START GIVEN DATA
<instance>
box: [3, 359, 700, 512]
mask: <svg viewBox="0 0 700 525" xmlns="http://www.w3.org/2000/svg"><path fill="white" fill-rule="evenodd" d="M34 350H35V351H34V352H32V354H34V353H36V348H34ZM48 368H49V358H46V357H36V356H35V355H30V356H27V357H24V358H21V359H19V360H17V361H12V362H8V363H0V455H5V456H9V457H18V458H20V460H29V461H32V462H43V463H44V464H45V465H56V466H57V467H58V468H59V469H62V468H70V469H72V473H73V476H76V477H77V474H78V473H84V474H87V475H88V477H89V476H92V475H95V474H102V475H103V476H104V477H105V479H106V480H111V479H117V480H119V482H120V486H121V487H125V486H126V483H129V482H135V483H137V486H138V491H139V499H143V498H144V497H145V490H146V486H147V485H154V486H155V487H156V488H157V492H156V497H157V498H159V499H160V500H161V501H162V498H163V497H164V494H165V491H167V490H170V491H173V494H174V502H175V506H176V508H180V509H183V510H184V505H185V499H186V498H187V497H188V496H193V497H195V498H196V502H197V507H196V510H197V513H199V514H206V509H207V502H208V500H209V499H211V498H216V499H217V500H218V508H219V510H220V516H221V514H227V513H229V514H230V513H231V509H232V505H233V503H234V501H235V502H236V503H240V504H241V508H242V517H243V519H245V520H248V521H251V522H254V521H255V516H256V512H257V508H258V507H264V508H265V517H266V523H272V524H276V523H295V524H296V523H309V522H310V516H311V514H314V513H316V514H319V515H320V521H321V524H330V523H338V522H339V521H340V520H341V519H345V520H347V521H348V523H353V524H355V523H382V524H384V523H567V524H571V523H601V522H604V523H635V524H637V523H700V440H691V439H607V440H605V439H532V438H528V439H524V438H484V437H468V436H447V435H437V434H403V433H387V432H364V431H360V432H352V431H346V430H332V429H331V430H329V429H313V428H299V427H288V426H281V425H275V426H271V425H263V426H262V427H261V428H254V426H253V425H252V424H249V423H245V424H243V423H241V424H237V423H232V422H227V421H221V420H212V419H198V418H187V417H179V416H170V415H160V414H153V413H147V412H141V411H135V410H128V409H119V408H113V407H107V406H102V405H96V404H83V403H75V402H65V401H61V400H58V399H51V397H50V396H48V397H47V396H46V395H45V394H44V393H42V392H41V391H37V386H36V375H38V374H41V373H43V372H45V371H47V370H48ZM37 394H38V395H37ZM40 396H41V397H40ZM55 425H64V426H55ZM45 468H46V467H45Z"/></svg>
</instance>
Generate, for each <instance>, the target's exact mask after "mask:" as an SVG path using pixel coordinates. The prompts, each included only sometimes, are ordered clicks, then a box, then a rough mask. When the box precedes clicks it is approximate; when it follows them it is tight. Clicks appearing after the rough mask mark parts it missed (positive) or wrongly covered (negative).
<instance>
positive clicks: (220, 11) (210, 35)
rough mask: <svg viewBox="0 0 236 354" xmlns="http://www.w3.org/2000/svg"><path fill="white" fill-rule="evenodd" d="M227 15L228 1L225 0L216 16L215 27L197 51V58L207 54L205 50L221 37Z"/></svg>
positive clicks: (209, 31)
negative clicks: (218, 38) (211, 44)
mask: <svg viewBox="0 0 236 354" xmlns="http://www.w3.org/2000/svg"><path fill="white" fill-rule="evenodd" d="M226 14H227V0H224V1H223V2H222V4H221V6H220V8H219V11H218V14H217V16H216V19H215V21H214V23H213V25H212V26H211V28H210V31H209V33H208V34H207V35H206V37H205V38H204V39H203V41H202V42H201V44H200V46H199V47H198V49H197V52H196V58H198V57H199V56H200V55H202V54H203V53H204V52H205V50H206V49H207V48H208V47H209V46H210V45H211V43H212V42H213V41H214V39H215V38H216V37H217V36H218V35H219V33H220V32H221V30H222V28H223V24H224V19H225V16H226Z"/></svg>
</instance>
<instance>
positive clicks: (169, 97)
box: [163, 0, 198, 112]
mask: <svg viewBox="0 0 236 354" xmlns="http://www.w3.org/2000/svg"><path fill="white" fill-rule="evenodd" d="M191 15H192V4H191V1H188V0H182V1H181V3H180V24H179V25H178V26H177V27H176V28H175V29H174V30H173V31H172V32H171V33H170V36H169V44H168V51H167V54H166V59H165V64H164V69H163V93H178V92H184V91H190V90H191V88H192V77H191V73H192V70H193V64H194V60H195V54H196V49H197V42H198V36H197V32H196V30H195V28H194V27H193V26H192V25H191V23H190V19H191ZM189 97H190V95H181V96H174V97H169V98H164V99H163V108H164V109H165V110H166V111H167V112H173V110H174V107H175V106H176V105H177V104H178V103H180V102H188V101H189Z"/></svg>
END GIVEN DATA
AIM OF THE TASK.
Pull out every line above that contains the string "rough". Case must match.

ANSWER FOR THIS EXERCISE.
Generate, for each <instance>, the target's exact mask after "mask:" as an SVG path using pixel coordinates. The prompts, each included only sometimes, are ordered clicks, then a box, then a rough mask. When the box precedes clicks it is approximate; when it follows them it is tight. Clicks appearing after the rough mask mark parts it missed (positive) or wrongly covered (negative).
rough mask: <svg viewBox="0 0 236 354" xmlns="http://www.w3.org/2000/svg"><path fill="white" fill-rule="evenodd" d="M227 15L228 1L225 0L216 16L215 27L197 51V58L207 54L205 50L221 37Z"/></svg>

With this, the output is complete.